Anne Sinclair raconte cette semaine ses rencontres avec des Républicains américains : comment vivent-ils la présidence Trump? (Sipa)

Quelques jours à Washington, ville qui n’a donné que 4% de ses voix à Donald Trump. Il fait un soleil mordant pour qui arrive de France, et ce sont des habitants désabusés que je croise. Plutôt que de voir des démocrates dont la détresse conforte la nôtre, il m’a semblé intéressant de rencontrer des républicains, résignés ou effondrés selon les cas, mais qui permettent d’affiner notre impression, restée figée au jour de l’élection. Ce que je perçois d’abord est un curieux soulagement : le pire, disent-ils, n’est pas (encore) arrivé! L’Obamacare n’a pas été démantelé, aucun mur n’a été érigé face au Mexique, le Congrès joue son rôle et la Cour suprême aussi. Autrement dit, Trump vocifère mais ne fait pas grand-chose.

À faire
Les affirmations suivantes concordent-elles avec l'extrait sur Washington ? Répondez à chacune par oui ou non, en citant les mots du texte qui tranchent. (a) Washington n'a donné que 4 % de ses voix à Donald Trump. (b) Le récit porte sur des rencontres avec des démocrates plutôt qu'avec des républicains. (c) Un mur a été érigé face au Mexique.

Documents fournis
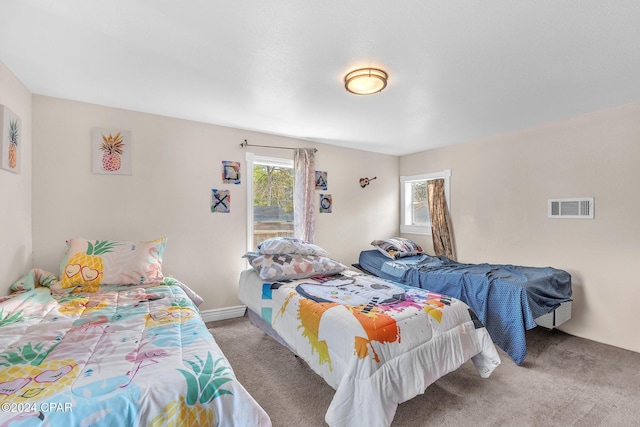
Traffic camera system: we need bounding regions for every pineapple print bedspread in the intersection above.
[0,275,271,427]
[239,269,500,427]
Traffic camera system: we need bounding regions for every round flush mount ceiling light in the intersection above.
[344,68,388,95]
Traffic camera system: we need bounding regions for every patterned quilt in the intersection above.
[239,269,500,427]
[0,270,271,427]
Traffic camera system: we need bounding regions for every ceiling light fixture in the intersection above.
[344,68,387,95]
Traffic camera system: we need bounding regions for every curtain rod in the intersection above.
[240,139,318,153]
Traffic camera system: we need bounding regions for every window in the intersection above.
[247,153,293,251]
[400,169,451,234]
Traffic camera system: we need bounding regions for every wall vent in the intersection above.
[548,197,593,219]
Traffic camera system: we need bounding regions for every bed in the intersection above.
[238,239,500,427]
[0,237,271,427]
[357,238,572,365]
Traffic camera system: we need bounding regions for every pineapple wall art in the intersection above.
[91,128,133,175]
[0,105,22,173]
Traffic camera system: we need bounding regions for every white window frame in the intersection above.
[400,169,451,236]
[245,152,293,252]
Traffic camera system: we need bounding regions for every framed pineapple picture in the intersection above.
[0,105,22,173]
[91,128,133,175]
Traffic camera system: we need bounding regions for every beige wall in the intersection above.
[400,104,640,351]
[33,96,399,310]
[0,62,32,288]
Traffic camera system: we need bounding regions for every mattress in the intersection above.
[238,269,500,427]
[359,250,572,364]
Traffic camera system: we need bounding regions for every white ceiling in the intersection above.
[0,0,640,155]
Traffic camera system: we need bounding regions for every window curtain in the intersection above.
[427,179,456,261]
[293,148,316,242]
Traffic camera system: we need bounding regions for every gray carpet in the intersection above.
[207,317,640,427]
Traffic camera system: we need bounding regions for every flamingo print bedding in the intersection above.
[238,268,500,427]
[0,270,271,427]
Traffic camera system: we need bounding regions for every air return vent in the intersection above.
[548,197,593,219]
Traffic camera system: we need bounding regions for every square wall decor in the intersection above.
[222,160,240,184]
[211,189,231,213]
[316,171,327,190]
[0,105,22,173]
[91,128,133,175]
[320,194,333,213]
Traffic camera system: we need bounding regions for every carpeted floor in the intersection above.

==

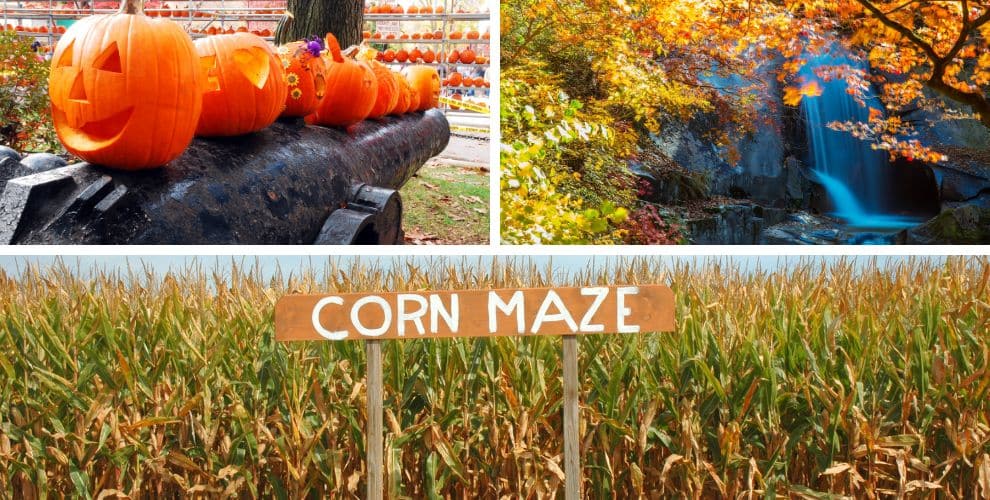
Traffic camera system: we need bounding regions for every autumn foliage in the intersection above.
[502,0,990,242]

* * *

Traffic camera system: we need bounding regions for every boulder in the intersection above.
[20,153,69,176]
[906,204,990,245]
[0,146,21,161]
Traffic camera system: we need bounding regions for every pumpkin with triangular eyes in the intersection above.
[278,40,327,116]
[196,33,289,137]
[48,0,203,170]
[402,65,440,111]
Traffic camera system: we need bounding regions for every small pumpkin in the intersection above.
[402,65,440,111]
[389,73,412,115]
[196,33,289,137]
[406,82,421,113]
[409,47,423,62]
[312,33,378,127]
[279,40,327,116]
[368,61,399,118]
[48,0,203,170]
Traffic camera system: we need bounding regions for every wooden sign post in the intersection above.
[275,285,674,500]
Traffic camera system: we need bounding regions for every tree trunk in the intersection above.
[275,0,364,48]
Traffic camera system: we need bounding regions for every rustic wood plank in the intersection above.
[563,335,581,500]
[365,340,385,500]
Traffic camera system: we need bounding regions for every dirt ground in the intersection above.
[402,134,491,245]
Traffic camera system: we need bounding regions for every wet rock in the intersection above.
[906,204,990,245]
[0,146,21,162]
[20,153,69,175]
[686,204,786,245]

Corrigé
(a) Oui : « ville qui n’a donné que 4% de ses voix à Donald Trump ».
(b) Non : « Plutôt que de voir des démocrates dont la détresse conforte la nôtre, il m’a semblé intéressant de rencontrer des républicains ».
(c) Non : « aucun mur n’a été érigé face au Mexique ».